Work order:
Each line of the material below is to be given again exactly.

----------------

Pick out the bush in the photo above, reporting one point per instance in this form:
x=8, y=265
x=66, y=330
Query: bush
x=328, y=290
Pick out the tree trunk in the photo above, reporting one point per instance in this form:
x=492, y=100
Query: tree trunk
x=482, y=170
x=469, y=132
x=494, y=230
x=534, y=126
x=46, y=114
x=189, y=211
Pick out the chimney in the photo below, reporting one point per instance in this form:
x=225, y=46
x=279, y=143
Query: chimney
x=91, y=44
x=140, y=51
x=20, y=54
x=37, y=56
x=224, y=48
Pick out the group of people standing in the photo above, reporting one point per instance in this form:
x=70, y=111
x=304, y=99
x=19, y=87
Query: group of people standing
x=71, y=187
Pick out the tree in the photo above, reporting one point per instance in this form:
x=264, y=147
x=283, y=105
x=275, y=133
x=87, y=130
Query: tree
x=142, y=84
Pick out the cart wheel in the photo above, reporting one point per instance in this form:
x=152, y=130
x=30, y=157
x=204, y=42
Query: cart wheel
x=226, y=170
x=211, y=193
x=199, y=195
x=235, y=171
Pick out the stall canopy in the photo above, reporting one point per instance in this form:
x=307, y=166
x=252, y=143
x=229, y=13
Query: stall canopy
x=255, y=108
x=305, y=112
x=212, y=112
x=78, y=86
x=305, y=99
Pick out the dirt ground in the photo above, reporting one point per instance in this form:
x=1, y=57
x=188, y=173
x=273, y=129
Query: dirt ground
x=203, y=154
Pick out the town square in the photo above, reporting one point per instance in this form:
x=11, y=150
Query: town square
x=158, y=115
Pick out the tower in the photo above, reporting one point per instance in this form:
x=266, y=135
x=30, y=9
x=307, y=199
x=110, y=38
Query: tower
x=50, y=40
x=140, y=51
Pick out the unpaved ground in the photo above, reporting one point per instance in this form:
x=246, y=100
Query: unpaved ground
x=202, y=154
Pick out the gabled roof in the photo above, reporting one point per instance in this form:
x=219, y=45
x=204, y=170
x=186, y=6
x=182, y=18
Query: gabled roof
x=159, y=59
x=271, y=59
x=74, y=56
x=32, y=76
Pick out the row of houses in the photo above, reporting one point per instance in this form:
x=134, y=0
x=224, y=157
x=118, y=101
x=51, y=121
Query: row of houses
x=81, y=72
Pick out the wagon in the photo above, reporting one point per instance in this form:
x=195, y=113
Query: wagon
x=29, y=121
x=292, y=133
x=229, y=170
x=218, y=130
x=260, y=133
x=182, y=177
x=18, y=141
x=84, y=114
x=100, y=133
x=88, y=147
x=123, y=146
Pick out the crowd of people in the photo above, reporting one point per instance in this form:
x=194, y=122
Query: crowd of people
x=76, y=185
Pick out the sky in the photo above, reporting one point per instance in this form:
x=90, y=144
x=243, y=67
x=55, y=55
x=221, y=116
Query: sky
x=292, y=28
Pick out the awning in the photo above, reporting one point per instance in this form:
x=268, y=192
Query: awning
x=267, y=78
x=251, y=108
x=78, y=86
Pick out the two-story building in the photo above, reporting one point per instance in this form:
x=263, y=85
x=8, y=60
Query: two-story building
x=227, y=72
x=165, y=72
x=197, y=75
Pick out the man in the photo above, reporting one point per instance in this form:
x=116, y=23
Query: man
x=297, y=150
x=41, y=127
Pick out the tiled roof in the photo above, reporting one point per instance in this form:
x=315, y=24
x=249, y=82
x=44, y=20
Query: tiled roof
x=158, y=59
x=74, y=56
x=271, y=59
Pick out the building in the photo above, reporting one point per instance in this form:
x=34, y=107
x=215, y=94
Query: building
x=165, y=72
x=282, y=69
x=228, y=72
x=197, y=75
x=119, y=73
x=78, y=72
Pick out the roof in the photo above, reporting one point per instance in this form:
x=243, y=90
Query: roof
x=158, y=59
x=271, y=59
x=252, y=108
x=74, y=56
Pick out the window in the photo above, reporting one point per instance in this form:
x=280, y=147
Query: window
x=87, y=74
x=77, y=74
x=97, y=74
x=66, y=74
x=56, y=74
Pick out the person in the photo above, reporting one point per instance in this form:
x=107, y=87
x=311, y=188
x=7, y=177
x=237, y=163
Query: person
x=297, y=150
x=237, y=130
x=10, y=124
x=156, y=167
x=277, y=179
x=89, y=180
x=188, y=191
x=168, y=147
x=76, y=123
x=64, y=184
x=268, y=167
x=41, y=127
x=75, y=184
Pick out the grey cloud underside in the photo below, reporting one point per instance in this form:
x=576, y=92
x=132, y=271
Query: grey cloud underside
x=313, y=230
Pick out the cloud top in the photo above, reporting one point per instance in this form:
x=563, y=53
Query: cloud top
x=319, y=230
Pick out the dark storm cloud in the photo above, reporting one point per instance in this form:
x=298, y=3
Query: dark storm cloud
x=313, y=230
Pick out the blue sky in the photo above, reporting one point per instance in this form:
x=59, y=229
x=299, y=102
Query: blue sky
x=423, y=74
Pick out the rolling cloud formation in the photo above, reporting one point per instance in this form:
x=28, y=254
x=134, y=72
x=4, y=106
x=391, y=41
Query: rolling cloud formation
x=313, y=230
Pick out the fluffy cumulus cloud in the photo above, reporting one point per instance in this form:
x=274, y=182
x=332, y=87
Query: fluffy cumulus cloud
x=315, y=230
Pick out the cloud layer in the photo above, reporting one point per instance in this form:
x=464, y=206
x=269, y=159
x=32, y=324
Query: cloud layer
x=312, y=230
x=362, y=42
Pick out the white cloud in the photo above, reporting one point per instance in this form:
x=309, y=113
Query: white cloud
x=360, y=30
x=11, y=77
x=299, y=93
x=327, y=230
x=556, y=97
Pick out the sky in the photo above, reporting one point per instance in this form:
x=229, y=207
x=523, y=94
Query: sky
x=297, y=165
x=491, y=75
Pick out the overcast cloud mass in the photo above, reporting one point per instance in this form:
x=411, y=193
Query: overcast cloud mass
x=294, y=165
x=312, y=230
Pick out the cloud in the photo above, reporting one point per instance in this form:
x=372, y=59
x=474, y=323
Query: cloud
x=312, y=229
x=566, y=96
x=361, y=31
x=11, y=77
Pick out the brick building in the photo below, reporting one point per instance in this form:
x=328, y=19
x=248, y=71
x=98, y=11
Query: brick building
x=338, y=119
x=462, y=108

----------------

Exercise answer:
Pick out the bush in the photo above, reporting one point per instance in this form:
x=8, y=265
x=66, y=330
Query: bush
x=328, y=290
Pick out the tree trunk in the photo above, reporting one point per instance in this form:
x=492, y=100
Query: tree trunk
x=482, y=170
x=469, y=132
x=494, y=230
x=534, y=126
x=46, y=114
x=189, y=211
Pick out the chimney in the photo below, reporting one point per instance in this form:
x=225, y=46
x=279, y=143
Query: chimney
x=91, y=44
x=140, y=51
x=20, y=54
x=37, y=56
x=224, y=48
Pick out the group of people standing in the photo above, reporting one point per instance in this form:
x=70, y=111
x=304, y=99
x=19, y=87
Query: group of people standing
x=71, y=187
Pick out the tree in the photo above, reporting one point per instance in this form:
x=264, y=147
x=283, y=105
x=275, y=133
x=87, y=130
Query: tree
x=142, y=84
Pick out the cart wheel in the photo above, reporting one point per instance in this form:
x=152, y=130
x=30, y=157
x=204, y=42
Query: cart wheel
x=226, y=170
x=211, y=193
x=199, y=195
x=235, y=171
Pick out the stall canopy in the photo above, reporting one point per instance in this form:
x=307, y=166
x=252, y=143
x=229, y=13
Query: stall canopy
x=255, y=108
x=305, y=112
x=212, y=112
x=78, y=86
x=305, y=99
Pick out the dirt ground in the photo above, reporting one point per instance in this form:
x=1, y=57
x=188, y=173
x=273, y=129
Query: dirt ground
x=203, y=154
Pick out the town square in the photo above, reporting one point per instance in this form:
x=11, y=150
Query: town square
x=158, y=115
Pick out the tower in the photo above, reporting one point per instance in this form:
x=266, y=135
x=30, y=9
x=307, y=199
x=110, y=38
Query: tower
x=50, y=40
x=140, y=51
Pick out the unpaved ground in the photo above, reporting one point per instance in this form:
x=246, y=100
Query: unpaved ground
x=202, y=154
Pick out the gabled roof in the photo above, reporting one point per instance in this form:
x=219, y=45
x=204, y=170
x=186, y=6
x=182, y=18
Query: gabled roof
x=159, y=59
x=271, y=59
x=74, y=56
x=32, y=76
Pick out the row of houses in the photo above, reporting one point per instance in this form:
x=134, y=0
x=224, y=157
x=118, y=101
x=51, y=121
Query: row of houses
x=81, y=72
Pick out the wagon in the photo above, reporting one point per instance in this form:
x=195, y=113
Query: wagon
x=29, y=121
x=292, y=133
x=229, y=170
x=218, y=130
x=260, y=133
x=182, y=177
x=18, y=141
x=84, y=114
x=100, y=133
x=88, y=147
x=123, y=146
Pick out the crowd of people in the photo above, reporting one point per instance in this form:
x=194, y=122
Query: crowd of people
x=76, y=185
Pick out the sky in the photo above, reporting one point per instance in this form:
x=90, y=144
x=243, y=67
x=55, y=55
x=221, y=116
Query: sky
x=292, y=28
Pick out the awning in the photo above, reporting one point per instance in this form:
x=268, y=192
Query: awning
x=267, y=78
x=251, y=108
x=78, y=86
Pick out the two-story building in the photo above, reporting one point per instance in this form:
x=263, y=85
x=8, y=60
Query: two-story building
x=227, y=72
x=165, y=72
x=197, y=75
Pick out the man in the photo above, reporting one point per instance in this form:
x=116, y=23
Query: man
x=297, y=150
x=41, y=127
Pick out the tiled roof in the photo above, reporting one point per instance in this form:
x=315, y=24
x=249, y=82
x=44, y=20
Query: tiled roof
x=158, y=59
x=74, y=56
x=271, y=59
Pick out the building in the photo above, reporting one point per instance in this form:
x=34, y=107
x=215, y=94
Query: building
x=165, y=72
x=282, y=69
x=228, y=72
x=197, y=75
x=119, y=73
x=78, y=72
Pick out the roof in the photo above, reporting one point per instance in this form:
x=243, y=90
Query: roof
x=158, y=59
x=271, y=59
x=252, y=108
x=74, y=56
Pick out the window in the photo above, reporting one point per instance in this form:
x=280, y=147
Query: window
x=87, y=74
x=77, y=74
x=97, y=74
x=66, y=74
x=56, y=74
Pick out the person in the photo above, reporting one point per instance in this form:
x=107, y=87
x=311, y=188
x=7, y=177
x=237, y=163
Query: person
x=297, y=150
x=237, y=130
x=10, y=124
x=156, y=167
x=277, y=179
x=89, y=180
x=188, y=191
x=168, y=147
x=76, y=123
x=64, y=184
x=268, y=167
x=41, y=127
x=75, y=184
Pick out the grey cloud underside in the photo below, reporting one point per instance in this form:
x=576, y=92
x=132, y=271
Query: grey cloud underside
x=313, y=230
Pick out the cloud top in the photo above, reporting one point per instance in this form:
x=563, y=53
Query: cloud top
x=319, y=230
Pick out the dark storm cloud in the photo above, reporting one point per instance in this form:
x=298, y=3
Query: dark storm cloud
x=313, y=230
Pick out the blue sky in the photo above, reporting one point per instance in this form:
x=59, y=229
x=299, y=102
Query: blue sky
x=423, y=74
Pick out the rolling cloud formation in the photo above, reporting one point per instance in this form:
x=28, y=254
x=134, y=72
x=4, y=106
x=391, y=41
Query: rolling cloud formation
x=313, y=230
Pick out the fluffy cumulus cloud in the photo above, reporting one point per instance in this form:
x=274, y=182
x=332, y=87
Query: fluffy cumulus cloud
x=315, y=230
Pick out the cloud layer in the photo above, reporting one point per instance in this form:
x=464, y=206
x=269, y=159
x=32, y=324
Query: cloud layer
x=312, y=230
x=362, y=42
Pick out the white cloud in the photo above, reporting one point per instance in this form:
x=309, y=113
Query: white cloud
x=360, y=30
x=11, y=77
x=299, y=93
x=327, y=230
x=556, y=97
Pick out the sky in the photo above, reporting one point per instance in this form:
x=229, y=207
x=523, y=94
Query: sky
x=297, y=165
x=491, y=75
Pick out the overcast cloud mass in the photo above, reporting one point per instance in this form:
x=411, y=193
Query: overcast cloud mass
x=294, y=165
x=312, y=230
Pick out the cloud in the photo above, reporting one point per instance in this form:
x=372, y=59
x=474, y=323
Query: cloud
x=312, y=229
x=566, y=96
x=361, y=31
x=11, y=77
Pick out the brick building in the photo below, reporting one point per instance in this form:
x=328, y=19
x=248, y=71
x=98, y=11
Query: brick building
x=338, y=119
x=462, y=108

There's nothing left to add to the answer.